» **Teks Bacaan**:

========================================================================

Dalam konteks birokrasi, Weber berpendapat bahwa terdapat lima tipe birokrasi ideal yaitu: (1) standarisasi dan formalisasi; (2) pembagian kerja dan spesialisasi; (3) hierarki otoritas; (4) profesionalisasi; serta (5) dokumentasi tertulis (Weber, 1947). Berdasarkan lima tipe ideal birokrasi menurut Weber, terdapat beberapa hal yang harus diperhatikan dalam kebijakan marketplace guru ini, meliputi pertama adalah standarisasi dan formalisasi terkait kebijakan marketplace guru. Robbins dalam (Kadir, 2018) menjelaskan bahwa formalisasi dalam organisasi adalah tingkat standarisasi dari pekerjaan dalam organisasi tersebut serta sejauh mana peraturan, instruksi, komunikasi, dan prosedur ditulis. Pada konteks marketplace guru, diperlukan prosedur yang jelas dalam sistem rekrutmen guru serta landasan hukum yang kuat agar hak-hak guru dapat terpenuhi. Apabila prosedur pengangkatan guru tidak jelas serta tidak ada landasan hukum yang melindungi guru, maka tidak menutup kemungkinan bahwa pihak sekolah dapat berlaku semena-mena terhadap guru lantaran proses rekrutmen kini dipegang sepenuhnya oleh sekolah.
Prinsip kedua yang harus diperhatikan adalah prinsip pembagian kerja dan spesialisasi. Weber berpendapat bahwa birokrasi yang baik adalah ketika setiap orang memiliki bagian kerja yang sesuai dengan keahliannya. Dalam sistem rekrutmen marketplace guru, pihak sekolah dapat memilih secara langsung guru yang dinilai memiliki kualifikasi sesuai dengan kriteria kebutuhan sekolah. Namun, perlu diingat bahwa guru bukan komoditas yang dapat dipilah-pilih melainkan sebuah pekerjaan yang memiliki hak-hak tersendiri. Untuk itu, sistem marketplace guru perlu memberikan jaminan bahwa guru tetap memiliki hak untuk menerima atau menolak pekerjaan apabila tidak sesuai dengan spesialisasi profesi keguruannya. Hal ini ditujukan agar guru terhindar dari pekerjaan yang tidak sesuai dengan keahlian atau mendapat beban pekerjaan yang terlalu berat.

========================================================================

» **Tugas yang Dikerjakan**:
A. Menurut teks tentang kebijakan marketplace guru, apa saja lima tipe birokrasi ideal yang dikemukakan Weber?
B. Lanjutkan teks tentang kebijakan marketplace guru, mulai setelah kalimat terakhirnya.

» **Data yang Diberikan**:
========================================================================

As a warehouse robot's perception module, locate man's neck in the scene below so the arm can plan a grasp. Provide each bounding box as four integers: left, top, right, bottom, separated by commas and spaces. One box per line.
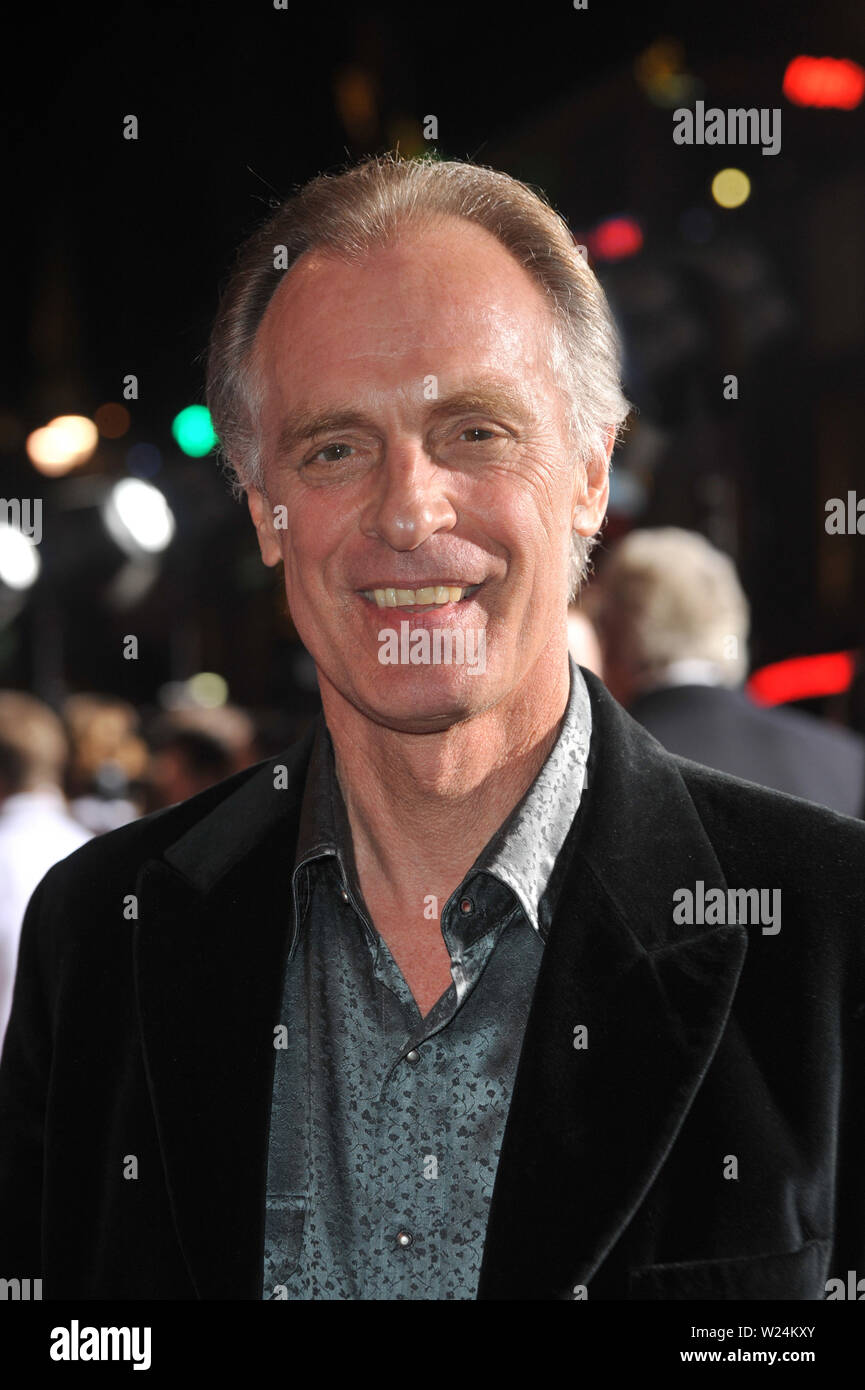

========================================================================

» **Jawaban yang Diberikan**:
A. Standarisasi dan formalisasi, pembagian kerja dan spesialisasi, hierarki otoritas, profesionalisasi, serta dokumentasi tertulis.

B.
Ketiga, perlu diperhatikan terkait hierarki otoritas. Dalam marketplace guru, proses rekrutmen tidak lagi dipegang oleh pemerintah pusat maupun pemerintah daerah melainkan oleh pihak sekolah. Untuk itu, kembali pada pembahasan pertama, dibutuhkan prosedur yang jelas serta landasan hukum yang kuat agar kebijakan yang dikeluarkan oleh sekolah sebagai pemegang otoritas tertinggi dalam rekrutmen guru selalu berdasarkan hukum dan prosedur yang telah ditetapkan oleh pemerintah pusat dan bukan berdasarkan kepentingan pihak tertentu saja. Terakhir, perlu diperhatikan pula terkait profesionalisasi. Bevir (dalam Kadir 2018) mendefinisikan profesionalisasi sebagai suatu proses yang mendorong dan melindungi kepentingan pemangku jabatan secara profesional. Perlu dipastikan bahwa guru yang terdaftar pada marketplace guru dipilih secara obyektif yang mana pemilihan guru selalu mengutamakan keahlian dan kualifikasi tertentu dan bukan karena alasan lainnya. Hal ini penting dilakukan agar proses rekrutmen guru terhindar dari praktik kolusi, korupsi, dan nepotisme yang dilakukan baik oleh pihak sekolah maupun pihak calon guru.
Kesimpulan
Secara substansial kebijakan marketplace guru ini layak dan patut dilakukan uji coba untuk diaplikasikan. Akan tetapi, perlu diingat bahwa seperti sebuah sistem baru pada umumnya yang masih dalam tahapan awal perencanaan, diperlukan adanya tinjauan kembali sebelum benar-benar diimplementasikan. Evaluasi dan saran yang dapat kami sampaikan adalah pertama dari segi penamaan. Penggunaan istilah “marketplace” hanya sebagai upaya peniruan dan adopsi sistem rekrutmen dari konteks belanja online yang mengedepankan efektifitas, efisiensi, dan fleksibilitas pelaksanaan. Untuk itu, setelah publikasi ide dari sistem marketplace ini dimuat, diperlukan adanya peninjauan kembali dari penggunaan istilah penamaan yang disesuaikan dengan konteks pendidikan.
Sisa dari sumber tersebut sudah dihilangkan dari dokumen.